**DATA FOR PROCESSING**
* Start *
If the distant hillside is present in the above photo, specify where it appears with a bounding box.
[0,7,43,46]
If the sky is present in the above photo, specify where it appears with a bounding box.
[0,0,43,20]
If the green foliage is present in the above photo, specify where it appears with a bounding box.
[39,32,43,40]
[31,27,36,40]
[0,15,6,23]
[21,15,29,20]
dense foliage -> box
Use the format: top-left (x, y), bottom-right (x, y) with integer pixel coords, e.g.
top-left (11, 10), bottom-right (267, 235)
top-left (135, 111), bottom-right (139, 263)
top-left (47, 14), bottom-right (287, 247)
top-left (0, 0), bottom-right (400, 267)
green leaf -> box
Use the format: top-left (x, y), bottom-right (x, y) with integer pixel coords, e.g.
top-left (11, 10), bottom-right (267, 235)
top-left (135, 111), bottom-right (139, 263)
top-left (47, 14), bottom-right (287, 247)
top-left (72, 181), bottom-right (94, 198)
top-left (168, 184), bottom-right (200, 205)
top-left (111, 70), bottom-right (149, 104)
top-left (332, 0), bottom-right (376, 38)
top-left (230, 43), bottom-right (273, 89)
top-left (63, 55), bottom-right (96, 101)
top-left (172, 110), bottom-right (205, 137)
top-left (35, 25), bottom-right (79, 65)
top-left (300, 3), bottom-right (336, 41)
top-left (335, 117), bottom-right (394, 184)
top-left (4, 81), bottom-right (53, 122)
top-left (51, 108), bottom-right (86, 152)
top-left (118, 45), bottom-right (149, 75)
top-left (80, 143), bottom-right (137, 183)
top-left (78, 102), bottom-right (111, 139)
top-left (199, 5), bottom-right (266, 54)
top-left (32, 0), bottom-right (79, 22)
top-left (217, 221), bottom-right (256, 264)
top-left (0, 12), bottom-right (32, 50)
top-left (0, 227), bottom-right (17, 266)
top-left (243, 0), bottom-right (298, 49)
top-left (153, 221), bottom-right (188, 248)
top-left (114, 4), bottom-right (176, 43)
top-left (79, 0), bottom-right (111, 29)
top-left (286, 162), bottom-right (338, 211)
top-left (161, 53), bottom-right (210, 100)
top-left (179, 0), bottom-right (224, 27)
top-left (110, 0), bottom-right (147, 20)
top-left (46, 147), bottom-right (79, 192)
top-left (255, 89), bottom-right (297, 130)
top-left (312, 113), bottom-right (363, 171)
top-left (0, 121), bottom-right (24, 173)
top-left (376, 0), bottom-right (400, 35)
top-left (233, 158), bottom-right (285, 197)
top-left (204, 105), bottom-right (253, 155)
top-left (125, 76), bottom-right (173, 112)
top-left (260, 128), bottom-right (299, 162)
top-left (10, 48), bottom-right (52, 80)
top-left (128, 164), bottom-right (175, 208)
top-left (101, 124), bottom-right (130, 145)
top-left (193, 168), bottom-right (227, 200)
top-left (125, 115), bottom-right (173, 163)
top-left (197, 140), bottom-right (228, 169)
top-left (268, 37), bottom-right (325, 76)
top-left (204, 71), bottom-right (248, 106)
* End *
Copy all of the material above, putting "rectangle" in place of each "bounding box" and leaving everything else as it stands.

If the distant hillside is present in the above photo, specify where it appears with a rectangle.
[0,7,43,46]
If the sky is present in the above photo, specify where it appears with a rectangle.
[0,0,43,20]
If the green foliage is present in the above photo, specify where it appears with a rectangle.
[39,32,43,40]
[31,27,36,40]
[0,15,6,23]
[21,15,29,20]
dense foliage -> box
Use the format: top-left (x, y), bottom-right (x, y) with integer pixel coords, e.g.
top-left (11, 10), bottom-right (267, 235)
top-left (135, 111), bottom-right (139, 263)
top-left (47, 14), bottom-right (287, 247)
top-left (0, 0), bottom-right (400, 267)
green leaf -> box
Use the format: top-left (x, y), bottom-right (x, y) with integer pixel coords, e.g.
top-left (11, 10), bottom-right (267, 235)
top-left (135, 111), bottom-right (139, 263)
top-left (47, 14), bottom-right (287, 247)
top-left (72, 181), bottom-right (94, 198)
top-left (168, 184), bottom-right (200, 205)
top-left (111, 70), bottom-right (149, 104)
top-left (332, 0), bottom-right (376, 38)
top-left (230, 43), bottom-right (273, 89)
top-left (63, 55), bottom-right (96, 101)
top-left (172, 110), bottom-right (205, 137)
top-left (35, 25), bottom-right (79, 65)
top-left (300, 3), bottom-right (336, 41)
top-left (335, 117), bottom-right (394, 184)
top-left (4, 81), bottom-right (53, 122)
top-left (51, 108), bottom-right (86, 152)
top-left (118, 45), bottom-right (149, 75)
top-left (80, 143), bottom-right (137, 183)
top-left (78, 102), bottom-right (111, 139)
top-left (199, 5), bottom-right (266, 54)
top-left (32, 0), bottom-right (79, 22)
top-left (217, 221), bottom-right (256, 264)
top-left (0, 12), bottom-right (32, 50)
top-left (0, 227), bottom-right (17, 266)
top-left (243, 0), bottom-right (298, 49)
top-left (153, 221), bottom-right (188, 248)
top-left (114, 4), bottom-right (176, 43)
top-left (79, 0), bottom-right (111, 29)
top-left (286, 162), bottom-right (338, 211)
top-left (161, 53), bottom-right (210, 100)
top-left (179, 0), bottom-right (224, 27)
top-left (110, 0), bottom-right (147, 20)
top-left (46, 147), bottom-right (79, 192)
top-left (255, 89), bottom-right (297, 130)
top-left (312, 113), bottom-right (363, 171)
top-left (0, 121), bottom-right (24, 173)
top-left (376, 0), bottom-right (400, 35)
top-left (233, 158), bottom-right (285, 197)
top-left (204, 105), bottom-right (253, 155)
top-left (125, 76), bottom-right (173, 112)
top-left (260, 128), bottom-right (299, 162)
top-left (10, 48), bottom-right (52, 80)
top-left (128, 164), bottom-right (175, 208)
top-left (101, 124), bottom-right (130, 145)
top-left (193, 168), bottom-right (227, 200)
top-left (125, 115), bottom-right (173, 163)
top-left (197, 140), bottom-right (228, 169)
top-left (268, 37), bottom-right (325, 76)
top-left (204, 71), bottom-right (248, 106)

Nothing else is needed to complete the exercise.